**TEXTABSCHNITT**
· · · · · · ·
Treffen junger Theater in Tournon

Mimen aus dem Rems-Murr-Kreis bei der 19. Ausgabe des Shakespeare-Festivals in Frankreich – Juliane Putzmann führt Regie

Juliane Putzmann, eine der Leiterinnen des Bandhaus-Theaters Backnang, inszenierte fürs „Festival Shakespeare“ in Tournon-sur-Rhône, das etwas mehr als 30 Kilometer von Backnangs Partnerstadt Annonay entfernt liegt, den „Sommernachtstraum“. Ausgangspunkt war eine Anfrage des Jugendhauses Fellbach, dessen französische Partnergruppe Théâtre du Sycomore das Festival 2018 zum 19. Mal veranstaltete.

Szene aus der deutschen Inszenierung des Shakespeare-Stücks „Ein Sommernachtstraum“ beim Festival in Tournon-sur-Rhône. Foto: privat

Szene aus der deutschen Inszenierung des Shakespeare-Stücks „Ein Sommernachtstraum“ beim Festival in Tournon-sur-Rhône. Foto: privat

Von Ingrid Knack

BACKNANG/FELLBACH/TOURNON. „Ich wurde vom Jugendhaus Fellbach gefragt, ob ich mit einer Gruppe junger Leute ein Shakespeare-Stück erarbeiten könnte, um damit zum ,Festival Shakespeare‘ nach Tournon-sur-Rhône in Frankreich zu fahren“, erzählt Juliane Putzmann. Tournon ist die Partnerstadt von Fellbach. Und das Fellbacher Theater im Polygon, das aus der theaterpädagogischen Arbeit des Jugendhauses Fellbach hervorging, pflegt einen regen Austausch mit dem Théâtre du Sycomore in Tournon-sur-Rhône.
· · · · · · ·
**ZEILEN**
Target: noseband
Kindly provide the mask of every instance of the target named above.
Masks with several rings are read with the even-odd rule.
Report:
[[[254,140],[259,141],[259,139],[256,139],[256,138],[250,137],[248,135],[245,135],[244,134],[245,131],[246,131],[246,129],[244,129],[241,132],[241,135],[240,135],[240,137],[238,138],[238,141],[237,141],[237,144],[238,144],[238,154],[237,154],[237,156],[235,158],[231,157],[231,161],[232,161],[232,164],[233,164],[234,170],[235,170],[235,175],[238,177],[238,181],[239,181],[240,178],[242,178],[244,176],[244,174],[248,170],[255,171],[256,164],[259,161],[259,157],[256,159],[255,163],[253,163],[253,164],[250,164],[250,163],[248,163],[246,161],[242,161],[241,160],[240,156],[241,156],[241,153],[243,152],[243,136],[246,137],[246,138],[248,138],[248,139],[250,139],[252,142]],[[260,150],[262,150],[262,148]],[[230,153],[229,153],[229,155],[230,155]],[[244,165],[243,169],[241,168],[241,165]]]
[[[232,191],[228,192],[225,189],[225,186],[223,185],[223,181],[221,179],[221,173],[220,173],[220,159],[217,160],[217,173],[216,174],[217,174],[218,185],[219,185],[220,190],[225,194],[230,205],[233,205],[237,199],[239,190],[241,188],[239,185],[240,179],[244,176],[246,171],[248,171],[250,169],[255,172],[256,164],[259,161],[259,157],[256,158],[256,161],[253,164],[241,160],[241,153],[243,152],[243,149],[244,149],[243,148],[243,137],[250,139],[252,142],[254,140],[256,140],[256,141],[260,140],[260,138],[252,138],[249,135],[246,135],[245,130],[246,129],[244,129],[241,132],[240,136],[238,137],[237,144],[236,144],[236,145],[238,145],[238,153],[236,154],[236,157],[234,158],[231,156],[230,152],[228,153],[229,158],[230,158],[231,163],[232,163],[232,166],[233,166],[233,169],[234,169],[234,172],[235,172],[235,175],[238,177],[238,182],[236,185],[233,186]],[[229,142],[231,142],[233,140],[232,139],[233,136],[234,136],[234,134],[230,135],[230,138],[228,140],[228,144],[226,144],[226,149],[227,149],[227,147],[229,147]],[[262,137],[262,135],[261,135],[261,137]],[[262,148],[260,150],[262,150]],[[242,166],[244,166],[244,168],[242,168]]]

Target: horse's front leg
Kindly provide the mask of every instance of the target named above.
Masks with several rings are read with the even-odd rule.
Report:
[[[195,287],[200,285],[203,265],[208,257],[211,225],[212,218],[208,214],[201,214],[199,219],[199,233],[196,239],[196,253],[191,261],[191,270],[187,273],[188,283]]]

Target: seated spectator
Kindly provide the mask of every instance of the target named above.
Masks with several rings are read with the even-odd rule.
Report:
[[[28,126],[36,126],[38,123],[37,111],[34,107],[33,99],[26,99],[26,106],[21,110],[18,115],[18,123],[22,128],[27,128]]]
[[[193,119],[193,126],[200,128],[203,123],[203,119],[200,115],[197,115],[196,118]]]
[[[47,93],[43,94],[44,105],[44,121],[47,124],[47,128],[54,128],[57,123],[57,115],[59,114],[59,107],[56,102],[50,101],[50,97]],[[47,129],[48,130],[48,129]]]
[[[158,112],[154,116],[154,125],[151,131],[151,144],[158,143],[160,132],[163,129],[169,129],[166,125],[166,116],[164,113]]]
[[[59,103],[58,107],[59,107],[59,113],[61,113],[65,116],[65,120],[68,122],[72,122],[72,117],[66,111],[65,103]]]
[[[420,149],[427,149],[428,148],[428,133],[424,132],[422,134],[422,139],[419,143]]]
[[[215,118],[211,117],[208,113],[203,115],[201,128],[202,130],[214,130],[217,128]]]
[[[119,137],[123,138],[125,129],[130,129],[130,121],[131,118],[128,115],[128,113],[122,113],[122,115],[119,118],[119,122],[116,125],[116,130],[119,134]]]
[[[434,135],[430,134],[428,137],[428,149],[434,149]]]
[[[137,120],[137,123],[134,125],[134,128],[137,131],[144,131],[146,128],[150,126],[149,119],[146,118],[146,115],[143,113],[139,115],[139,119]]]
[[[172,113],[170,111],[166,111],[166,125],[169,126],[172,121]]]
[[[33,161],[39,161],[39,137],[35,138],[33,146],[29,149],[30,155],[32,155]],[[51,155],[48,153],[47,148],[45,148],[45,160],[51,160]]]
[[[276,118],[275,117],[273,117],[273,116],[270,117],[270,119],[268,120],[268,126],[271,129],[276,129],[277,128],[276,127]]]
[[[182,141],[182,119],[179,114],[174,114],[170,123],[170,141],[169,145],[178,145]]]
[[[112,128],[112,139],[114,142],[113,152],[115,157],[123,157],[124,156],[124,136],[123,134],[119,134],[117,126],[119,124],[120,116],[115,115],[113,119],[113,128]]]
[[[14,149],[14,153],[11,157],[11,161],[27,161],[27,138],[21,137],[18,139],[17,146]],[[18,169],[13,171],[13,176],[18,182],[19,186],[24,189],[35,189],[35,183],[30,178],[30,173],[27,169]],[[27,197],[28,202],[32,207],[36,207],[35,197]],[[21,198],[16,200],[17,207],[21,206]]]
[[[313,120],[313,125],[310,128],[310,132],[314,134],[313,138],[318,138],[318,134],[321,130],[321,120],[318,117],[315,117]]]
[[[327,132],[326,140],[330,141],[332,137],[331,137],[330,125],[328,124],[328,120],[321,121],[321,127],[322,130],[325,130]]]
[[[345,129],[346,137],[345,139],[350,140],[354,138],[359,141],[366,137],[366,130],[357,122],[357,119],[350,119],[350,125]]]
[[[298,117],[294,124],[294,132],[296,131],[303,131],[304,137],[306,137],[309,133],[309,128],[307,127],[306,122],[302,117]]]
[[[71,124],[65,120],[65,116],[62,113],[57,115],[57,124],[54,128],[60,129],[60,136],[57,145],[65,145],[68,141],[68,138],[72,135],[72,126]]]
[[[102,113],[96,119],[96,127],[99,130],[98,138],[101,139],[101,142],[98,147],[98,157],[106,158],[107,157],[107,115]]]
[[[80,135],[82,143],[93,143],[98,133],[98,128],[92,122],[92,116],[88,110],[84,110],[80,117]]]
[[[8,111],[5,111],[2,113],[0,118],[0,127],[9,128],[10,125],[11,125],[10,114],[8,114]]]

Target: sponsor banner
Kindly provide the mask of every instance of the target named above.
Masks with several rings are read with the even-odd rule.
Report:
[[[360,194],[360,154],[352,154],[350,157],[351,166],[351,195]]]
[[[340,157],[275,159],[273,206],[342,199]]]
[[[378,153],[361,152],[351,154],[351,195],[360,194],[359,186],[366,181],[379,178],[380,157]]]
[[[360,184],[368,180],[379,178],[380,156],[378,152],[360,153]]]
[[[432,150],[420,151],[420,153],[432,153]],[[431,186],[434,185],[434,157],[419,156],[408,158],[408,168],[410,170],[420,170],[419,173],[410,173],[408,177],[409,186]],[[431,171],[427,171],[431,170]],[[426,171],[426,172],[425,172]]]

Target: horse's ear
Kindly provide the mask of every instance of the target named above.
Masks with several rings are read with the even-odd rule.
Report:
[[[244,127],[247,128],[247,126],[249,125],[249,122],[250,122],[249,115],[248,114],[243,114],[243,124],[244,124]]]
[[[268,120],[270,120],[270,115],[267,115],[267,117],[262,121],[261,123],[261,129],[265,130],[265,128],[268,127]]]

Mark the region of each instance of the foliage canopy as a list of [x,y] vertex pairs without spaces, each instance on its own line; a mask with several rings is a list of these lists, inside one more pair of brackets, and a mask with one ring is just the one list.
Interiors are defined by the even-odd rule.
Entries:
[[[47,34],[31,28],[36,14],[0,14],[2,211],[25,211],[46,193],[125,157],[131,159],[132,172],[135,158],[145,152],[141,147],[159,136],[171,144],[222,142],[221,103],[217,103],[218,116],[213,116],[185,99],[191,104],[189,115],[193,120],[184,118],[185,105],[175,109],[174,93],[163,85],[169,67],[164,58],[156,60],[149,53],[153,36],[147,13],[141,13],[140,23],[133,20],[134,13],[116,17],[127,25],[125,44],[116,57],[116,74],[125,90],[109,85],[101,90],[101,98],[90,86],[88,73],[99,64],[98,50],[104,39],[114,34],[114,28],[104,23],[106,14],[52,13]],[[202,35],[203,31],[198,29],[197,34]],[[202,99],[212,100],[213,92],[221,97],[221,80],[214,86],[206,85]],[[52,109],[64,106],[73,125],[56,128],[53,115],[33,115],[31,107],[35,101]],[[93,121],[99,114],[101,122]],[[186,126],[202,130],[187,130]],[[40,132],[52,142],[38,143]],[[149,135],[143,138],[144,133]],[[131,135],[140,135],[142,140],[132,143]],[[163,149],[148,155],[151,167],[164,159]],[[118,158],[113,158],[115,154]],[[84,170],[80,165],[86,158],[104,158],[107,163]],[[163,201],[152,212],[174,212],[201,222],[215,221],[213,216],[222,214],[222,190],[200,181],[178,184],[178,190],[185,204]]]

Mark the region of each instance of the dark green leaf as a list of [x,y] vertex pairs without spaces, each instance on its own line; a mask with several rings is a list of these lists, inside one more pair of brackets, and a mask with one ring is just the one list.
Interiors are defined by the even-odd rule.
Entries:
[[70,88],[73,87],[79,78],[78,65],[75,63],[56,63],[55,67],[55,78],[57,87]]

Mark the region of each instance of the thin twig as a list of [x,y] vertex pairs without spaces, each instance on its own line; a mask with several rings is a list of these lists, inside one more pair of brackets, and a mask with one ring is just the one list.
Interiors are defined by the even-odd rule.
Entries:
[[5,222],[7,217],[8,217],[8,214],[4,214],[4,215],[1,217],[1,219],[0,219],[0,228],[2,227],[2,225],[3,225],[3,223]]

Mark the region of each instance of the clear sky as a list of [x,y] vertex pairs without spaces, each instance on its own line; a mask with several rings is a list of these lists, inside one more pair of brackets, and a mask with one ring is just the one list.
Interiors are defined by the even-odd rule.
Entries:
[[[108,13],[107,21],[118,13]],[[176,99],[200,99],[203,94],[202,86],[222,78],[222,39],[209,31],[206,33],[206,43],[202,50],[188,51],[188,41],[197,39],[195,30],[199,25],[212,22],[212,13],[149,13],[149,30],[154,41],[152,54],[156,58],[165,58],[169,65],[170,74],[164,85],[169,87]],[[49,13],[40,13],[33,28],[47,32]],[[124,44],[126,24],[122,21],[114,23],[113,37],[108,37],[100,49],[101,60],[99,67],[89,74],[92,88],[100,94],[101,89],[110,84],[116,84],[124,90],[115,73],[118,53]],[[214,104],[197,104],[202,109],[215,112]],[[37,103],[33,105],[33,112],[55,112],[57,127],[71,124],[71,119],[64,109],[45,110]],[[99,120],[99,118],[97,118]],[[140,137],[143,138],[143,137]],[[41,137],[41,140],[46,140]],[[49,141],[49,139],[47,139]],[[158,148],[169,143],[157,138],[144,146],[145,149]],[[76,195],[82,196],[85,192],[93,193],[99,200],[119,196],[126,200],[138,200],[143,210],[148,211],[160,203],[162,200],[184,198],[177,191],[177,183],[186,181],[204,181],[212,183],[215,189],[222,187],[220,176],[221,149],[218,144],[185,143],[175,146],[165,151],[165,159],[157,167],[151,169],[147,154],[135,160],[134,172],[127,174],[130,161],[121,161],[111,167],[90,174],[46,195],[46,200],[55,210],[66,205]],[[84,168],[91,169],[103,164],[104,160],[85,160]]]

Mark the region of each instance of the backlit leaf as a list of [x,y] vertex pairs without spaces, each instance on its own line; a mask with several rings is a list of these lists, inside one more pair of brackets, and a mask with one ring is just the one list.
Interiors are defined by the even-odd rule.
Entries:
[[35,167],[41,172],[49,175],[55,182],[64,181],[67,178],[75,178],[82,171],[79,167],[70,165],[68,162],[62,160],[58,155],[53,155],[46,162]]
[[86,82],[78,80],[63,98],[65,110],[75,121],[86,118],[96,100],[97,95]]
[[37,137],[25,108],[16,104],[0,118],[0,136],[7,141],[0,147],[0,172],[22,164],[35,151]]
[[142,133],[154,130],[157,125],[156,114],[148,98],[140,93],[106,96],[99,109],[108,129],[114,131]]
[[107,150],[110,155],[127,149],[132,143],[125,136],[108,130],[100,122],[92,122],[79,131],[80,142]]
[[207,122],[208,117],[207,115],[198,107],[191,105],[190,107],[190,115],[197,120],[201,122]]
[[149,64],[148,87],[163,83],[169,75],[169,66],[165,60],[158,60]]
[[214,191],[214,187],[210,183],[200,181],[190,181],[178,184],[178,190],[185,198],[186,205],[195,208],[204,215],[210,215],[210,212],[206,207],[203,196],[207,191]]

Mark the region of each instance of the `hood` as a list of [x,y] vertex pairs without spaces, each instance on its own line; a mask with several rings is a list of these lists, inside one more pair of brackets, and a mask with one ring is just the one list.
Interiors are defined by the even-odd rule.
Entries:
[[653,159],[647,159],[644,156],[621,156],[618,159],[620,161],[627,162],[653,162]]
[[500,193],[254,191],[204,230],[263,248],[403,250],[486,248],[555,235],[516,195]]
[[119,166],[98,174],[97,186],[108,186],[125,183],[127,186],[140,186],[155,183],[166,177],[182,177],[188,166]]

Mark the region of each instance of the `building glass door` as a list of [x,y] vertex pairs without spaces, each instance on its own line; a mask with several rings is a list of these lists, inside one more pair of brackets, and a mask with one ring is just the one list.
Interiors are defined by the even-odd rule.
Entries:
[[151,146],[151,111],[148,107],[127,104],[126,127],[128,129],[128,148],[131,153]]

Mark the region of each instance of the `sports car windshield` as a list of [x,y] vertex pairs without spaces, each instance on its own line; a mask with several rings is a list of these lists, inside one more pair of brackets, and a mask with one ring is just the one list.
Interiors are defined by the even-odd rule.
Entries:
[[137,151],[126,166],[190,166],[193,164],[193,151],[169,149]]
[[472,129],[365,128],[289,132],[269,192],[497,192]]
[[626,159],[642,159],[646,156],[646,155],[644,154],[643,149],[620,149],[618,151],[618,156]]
· · · · · · ·
**KURZE AUFGABE**
Beantworte diese Fragen zum Textabschnitt über das Shakespeare-Festival:
1. Welches Stück inszenierte Juliane Putzmann für das Festival?
2. Wie weit ist Tournon-sur-Rhône von Annonay entfernt?
3. Welche Stadt ist die Partnerstadt von Tournon?
Die Einträge stehen in keinem Zusammenhang mit dem Textabschnitt.

**SCHRIFTLICHE ANTWORT**
1. Den „Sommernachtstraum“
2. Etwas mehr als 30 Kilometer
3. Fellbach